>>>

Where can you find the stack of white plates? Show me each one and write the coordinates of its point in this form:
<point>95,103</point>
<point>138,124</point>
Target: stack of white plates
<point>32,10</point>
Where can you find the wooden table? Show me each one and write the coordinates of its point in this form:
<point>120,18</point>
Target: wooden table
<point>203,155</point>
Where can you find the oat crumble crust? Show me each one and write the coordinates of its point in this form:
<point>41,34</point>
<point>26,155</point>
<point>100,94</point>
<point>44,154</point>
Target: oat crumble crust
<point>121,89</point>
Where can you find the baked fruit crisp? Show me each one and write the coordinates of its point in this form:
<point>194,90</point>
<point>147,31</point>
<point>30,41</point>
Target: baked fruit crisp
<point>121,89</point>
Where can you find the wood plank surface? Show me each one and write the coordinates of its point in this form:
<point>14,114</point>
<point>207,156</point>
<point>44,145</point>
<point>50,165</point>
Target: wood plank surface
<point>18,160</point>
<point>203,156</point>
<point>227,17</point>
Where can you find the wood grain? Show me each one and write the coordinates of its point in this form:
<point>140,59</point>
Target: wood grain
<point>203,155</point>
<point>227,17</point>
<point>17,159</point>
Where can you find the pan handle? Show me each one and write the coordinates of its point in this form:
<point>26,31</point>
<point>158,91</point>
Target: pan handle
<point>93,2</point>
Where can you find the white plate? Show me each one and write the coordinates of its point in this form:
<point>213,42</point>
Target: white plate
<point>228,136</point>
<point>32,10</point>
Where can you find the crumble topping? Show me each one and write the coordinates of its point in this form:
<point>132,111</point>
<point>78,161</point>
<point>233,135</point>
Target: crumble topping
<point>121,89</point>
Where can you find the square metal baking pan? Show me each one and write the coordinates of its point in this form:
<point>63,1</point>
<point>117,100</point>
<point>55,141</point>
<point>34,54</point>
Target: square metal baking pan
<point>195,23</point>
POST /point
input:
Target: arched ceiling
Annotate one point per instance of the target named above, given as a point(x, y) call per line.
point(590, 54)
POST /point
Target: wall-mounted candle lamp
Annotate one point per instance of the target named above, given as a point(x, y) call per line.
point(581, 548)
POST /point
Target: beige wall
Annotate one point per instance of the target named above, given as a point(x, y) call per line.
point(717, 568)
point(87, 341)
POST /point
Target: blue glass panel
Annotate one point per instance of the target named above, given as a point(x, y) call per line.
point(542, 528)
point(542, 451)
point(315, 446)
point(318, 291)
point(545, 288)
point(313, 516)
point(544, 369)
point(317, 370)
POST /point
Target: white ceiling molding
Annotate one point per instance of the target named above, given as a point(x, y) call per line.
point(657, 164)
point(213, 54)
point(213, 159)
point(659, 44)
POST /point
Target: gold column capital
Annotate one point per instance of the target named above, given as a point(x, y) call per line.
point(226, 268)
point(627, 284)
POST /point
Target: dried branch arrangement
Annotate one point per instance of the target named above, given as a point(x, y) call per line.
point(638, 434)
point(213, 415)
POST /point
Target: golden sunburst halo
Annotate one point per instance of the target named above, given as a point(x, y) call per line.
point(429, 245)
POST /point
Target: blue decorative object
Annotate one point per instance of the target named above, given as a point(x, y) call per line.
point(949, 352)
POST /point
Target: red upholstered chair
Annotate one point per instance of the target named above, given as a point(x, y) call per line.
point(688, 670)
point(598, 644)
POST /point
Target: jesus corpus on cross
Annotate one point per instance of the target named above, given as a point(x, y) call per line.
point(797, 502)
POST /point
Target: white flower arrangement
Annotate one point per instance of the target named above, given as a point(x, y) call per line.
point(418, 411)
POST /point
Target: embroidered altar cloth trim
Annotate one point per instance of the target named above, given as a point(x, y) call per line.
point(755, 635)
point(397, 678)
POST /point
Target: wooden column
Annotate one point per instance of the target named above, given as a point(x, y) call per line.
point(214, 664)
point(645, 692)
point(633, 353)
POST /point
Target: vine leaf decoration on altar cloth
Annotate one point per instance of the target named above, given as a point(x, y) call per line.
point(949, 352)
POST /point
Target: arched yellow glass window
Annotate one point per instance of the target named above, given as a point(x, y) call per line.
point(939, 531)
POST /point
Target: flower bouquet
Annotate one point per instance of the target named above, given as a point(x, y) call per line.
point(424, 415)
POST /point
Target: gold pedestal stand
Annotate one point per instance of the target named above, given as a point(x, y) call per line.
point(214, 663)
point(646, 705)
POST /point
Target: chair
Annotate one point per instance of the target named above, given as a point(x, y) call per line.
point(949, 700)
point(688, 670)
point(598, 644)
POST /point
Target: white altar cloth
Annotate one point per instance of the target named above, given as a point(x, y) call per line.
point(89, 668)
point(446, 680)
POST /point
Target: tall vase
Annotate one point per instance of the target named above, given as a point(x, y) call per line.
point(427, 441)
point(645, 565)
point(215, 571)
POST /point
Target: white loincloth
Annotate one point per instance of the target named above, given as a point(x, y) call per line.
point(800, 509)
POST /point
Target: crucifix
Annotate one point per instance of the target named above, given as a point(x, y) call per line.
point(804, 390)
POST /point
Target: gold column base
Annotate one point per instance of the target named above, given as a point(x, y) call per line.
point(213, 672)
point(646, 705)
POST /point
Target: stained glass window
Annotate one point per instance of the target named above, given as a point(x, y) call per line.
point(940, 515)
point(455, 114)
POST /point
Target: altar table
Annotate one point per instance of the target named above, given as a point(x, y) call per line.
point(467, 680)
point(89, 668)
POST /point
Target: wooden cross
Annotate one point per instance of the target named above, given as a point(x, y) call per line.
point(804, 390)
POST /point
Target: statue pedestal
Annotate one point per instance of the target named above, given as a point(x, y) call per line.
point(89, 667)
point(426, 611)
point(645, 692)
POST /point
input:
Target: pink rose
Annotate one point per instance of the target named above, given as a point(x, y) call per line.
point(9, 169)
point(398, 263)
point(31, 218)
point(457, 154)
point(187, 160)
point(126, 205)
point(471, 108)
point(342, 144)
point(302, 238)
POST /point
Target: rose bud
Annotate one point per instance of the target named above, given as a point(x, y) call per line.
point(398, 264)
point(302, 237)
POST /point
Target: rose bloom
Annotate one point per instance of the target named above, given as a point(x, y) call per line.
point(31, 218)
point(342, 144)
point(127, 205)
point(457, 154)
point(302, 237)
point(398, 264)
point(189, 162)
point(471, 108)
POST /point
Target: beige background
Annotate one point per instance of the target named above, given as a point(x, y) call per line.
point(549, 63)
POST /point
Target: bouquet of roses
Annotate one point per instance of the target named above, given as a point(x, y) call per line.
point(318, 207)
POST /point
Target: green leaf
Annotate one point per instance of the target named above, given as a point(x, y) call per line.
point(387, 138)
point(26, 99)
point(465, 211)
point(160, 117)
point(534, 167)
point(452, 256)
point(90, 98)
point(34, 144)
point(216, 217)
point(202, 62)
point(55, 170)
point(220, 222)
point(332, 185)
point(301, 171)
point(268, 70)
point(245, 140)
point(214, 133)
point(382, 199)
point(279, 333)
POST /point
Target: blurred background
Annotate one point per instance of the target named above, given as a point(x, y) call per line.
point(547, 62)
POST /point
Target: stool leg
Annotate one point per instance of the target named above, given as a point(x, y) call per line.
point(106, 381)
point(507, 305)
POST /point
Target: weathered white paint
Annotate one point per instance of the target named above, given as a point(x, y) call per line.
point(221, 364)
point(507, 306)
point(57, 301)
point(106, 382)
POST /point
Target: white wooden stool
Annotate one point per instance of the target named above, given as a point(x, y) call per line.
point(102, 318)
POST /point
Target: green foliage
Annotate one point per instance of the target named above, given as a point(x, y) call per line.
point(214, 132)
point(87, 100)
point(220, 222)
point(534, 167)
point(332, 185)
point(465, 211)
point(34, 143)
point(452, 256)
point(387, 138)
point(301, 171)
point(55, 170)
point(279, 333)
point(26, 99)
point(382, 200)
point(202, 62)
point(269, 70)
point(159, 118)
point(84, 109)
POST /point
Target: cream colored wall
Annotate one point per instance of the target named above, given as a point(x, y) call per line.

<<<

- Required work
Your answer must consist of every line from the listing that holds the string "background".

- Final answer
Target: beige background
Target: blurred background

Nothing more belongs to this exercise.